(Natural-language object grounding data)

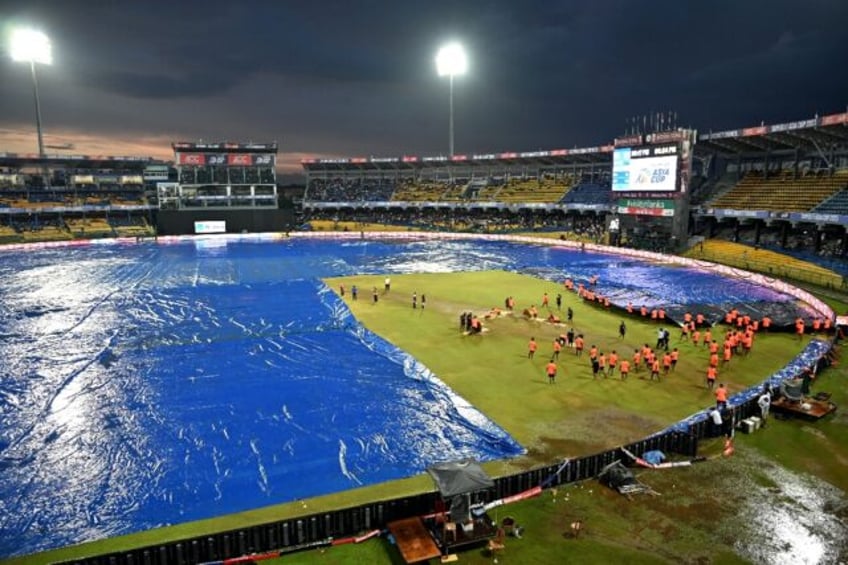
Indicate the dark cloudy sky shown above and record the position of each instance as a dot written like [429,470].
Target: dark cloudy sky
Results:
[357,78]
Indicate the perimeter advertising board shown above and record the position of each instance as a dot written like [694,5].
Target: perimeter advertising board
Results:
[646,207]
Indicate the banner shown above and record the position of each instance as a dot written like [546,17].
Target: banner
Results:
[264,159]
[646,207]
[239,159]
[191,159]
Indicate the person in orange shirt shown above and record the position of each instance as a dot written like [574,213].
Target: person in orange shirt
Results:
[712,373]
[551,370]
[557,349]
[655,369]
[747,343]
[721,397]
[532,347]
[625,369]
[613,362]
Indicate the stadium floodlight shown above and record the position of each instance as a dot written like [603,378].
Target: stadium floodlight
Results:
[451,61]
[31,46]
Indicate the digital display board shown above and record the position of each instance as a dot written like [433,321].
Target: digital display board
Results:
[645,169]
[210,226]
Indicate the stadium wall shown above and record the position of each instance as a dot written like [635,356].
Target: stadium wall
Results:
[321,529]
[181,222]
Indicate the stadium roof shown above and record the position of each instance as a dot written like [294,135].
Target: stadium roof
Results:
[820,132]
[815,133]
[554,157]
[21,160]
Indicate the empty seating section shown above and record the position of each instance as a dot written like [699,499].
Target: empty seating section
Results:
[545,189]
[838,203]
[350,190]
[764,261]
[409,190]
[588,193]
[130,226]
[89,227]
[781,191]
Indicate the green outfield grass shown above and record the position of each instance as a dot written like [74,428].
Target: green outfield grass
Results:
[700,516]
[576,416]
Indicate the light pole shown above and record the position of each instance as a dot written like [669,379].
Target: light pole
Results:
[451,61]
[33,47]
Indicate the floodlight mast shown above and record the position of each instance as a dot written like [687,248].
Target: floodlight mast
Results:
[33,47]
[451,61]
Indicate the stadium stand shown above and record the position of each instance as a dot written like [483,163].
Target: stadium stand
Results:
[410,190]
[545,189]
[588,193]
[89,227]
[350,190]
[782,191]
[764,261]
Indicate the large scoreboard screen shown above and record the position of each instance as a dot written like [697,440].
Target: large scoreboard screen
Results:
[650,168]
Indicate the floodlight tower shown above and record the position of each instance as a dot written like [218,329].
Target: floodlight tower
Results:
[32,47]
[451,61]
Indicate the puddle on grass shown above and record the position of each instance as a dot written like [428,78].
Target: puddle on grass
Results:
[802,520]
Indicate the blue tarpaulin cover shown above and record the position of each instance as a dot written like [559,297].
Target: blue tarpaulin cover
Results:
[147,385]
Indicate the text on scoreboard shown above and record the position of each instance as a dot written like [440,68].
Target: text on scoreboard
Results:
[645,169]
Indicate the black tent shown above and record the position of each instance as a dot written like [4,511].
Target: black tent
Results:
[456,480]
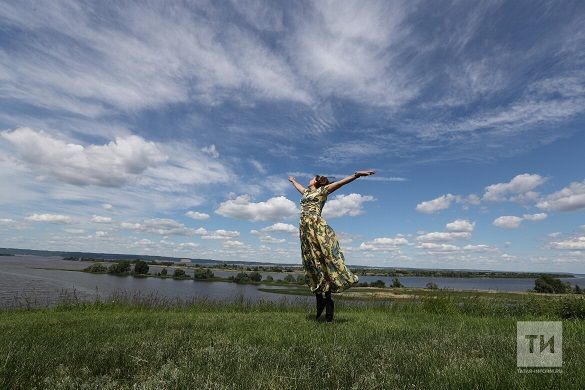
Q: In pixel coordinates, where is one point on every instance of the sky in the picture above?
(170, 128)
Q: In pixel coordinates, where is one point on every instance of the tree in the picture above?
(96, 268)
(396, 283)
(141, 267)
(241, 277)
(203, 273)
(548, 284)
(289, 279)
(378, 283)
(121, 267)
(255, 276)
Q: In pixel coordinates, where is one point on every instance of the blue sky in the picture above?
(171, 129)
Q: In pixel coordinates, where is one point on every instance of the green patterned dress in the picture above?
(323, 260)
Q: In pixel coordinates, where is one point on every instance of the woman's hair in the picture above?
(322, 181)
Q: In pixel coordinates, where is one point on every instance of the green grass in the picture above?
(437, 343)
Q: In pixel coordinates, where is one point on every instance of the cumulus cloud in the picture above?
(258, 166)
(100, 219)
(432, 206)
(220, 234)
(281, 228)
(576, 243)
(519, 189)
(434, 247)
(444, 236)
(273, 209)
(54, 218)
(197, 215)
(513, 222)
(162, 226)
(210, 151)
(535, 217)
(460, 225)
(342, 205)
(508, 222)
(571, 198)
(384, 244)
(110, 165)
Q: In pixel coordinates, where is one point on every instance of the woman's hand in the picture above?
(364, 173)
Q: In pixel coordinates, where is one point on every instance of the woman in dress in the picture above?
(323, 260)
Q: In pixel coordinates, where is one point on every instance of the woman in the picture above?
(323, 260)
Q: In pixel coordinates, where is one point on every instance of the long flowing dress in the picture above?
(323, 260)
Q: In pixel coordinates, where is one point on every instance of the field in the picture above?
(445, 341)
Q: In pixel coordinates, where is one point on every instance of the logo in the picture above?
(539, 344)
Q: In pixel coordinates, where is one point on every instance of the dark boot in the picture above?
(320, 305)
(328, 307)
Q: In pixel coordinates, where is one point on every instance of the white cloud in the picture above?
(197, 215)
(433, 247)
(571, 198)
(519, 189)
(221, 234)
(161, 56)
(281, 228)
(242, 207)
(74, 231)
(210, 151)
(272, 240)
(513, 222)
(110, 165)
(259, 167)
(441, 203)
(162, 226)
(576, 243)
(384, 244)
(508, 222)
(341, 205)
(346, 49)
(535, 217)
(444, 236)
(54, 218)
(460, 225)
(100, 219)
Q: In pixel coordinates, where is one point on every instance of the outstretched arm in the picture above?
(340, 183)
(299, 187)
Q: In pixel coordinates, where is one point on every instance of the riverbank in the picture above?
(430, 343)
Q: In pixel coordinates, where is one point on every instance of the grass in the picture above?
(128, 342)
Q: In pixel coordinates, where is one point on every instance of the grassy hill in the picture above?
(436, 343)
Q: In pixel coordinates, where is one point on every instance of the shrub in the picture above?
(96, 268)
(141, 267)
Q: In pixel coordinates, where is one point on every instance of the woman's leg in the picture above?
(328, 306)
(320, 304)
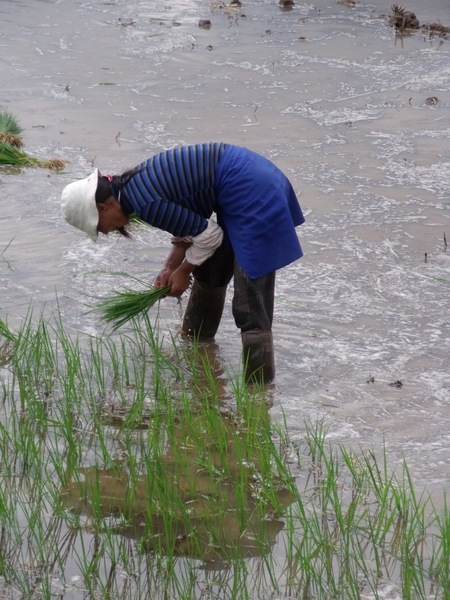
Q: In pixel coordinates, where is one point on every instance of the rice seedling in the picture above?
(10, 130)
(10, 155)
(132, 468)
(127, 304)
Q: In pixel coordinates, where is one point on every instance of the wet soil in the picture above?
(333, 95)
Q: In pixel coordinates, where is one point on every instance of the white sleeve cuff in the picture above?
(205, 244)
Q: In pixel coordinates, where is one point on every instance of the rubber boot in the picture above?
(259, 363)
(204, 310)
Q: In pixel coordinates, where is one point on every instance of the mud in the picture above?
(336, 98)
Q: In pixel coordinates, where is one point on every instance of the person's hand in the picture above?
(180, 279)
(173, 261)
(162, 279)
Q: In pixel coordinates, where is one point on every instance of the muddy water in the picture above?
(335, 99)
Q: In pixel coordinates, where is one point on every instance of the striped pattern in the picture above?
(174, 190)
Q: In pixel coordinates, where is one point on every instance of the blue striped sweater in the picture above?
(174, 190)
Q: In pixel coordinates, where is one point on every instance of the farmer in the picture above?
(254, 235)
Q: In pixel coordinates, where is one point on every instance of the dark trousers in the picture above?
(253, 299)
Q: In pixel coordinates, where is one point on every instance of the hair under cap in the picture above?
(78, 204)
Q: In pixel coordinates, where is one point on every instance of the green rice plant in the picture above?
(10, 155)
(10, 130)
(191, 492)
(127, 304)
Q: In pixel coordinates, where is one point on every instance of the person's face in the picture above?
(110, 216)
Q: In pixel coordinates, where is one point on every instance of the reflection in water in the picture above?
(209, 492)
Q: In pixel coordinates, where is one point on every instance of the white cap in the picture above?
(78, 204)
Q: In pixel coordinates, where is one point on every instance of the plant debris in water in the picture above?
(11, 155)
(403, 19)
(127, 304)
(10, 130)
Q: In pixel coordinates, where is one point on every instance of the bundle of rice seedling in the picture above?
(10, 129)
(127, 304)
(10, 155)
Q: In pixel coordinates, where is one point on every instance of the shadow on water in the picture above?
(198, 504)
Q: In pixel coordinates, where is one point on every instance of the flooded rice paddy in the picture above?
(337, 99)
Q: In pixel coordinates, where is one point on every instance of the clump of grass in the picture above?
(10, 155)
(10, 130)
(127, 304)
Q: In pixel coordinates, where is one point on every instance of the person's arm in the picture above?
(173, 261)
(185, 256)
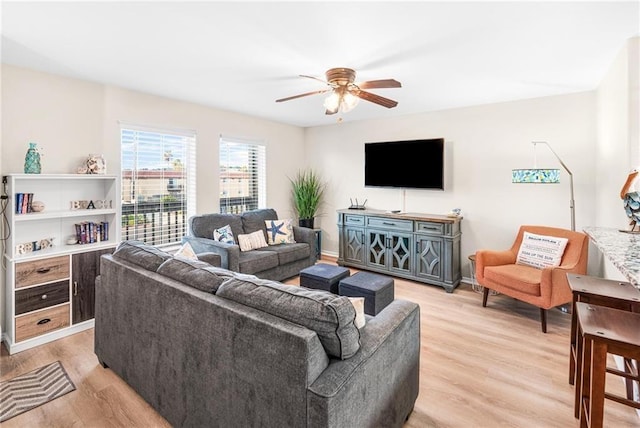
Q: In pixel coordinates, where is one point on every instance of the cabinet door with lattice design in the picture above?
(354, 245)
(377, 248)
(429, 257)
(400, 252)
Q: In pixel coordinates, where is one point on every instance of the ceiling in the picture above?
(242, 56)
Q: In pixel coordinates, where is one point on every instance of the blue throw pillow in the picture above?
(224, 234)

◆ **Your task**:
Output only an exact transcription of the lines above from the one with "Target: blue tarpaulin cover" up to and including the one with "Indicate the black".

◆ **Problem solution**:
Target: blue tarpaulin cover
Results:
[147,385]
Indicate the text on scoreboard shown above and record the position of each instance as a dot written like [440,68].
Target: text on scoreboard
Results:
[645,169]
Indicate the black tent shown above and record the position of each instance as a dot written like [4,511].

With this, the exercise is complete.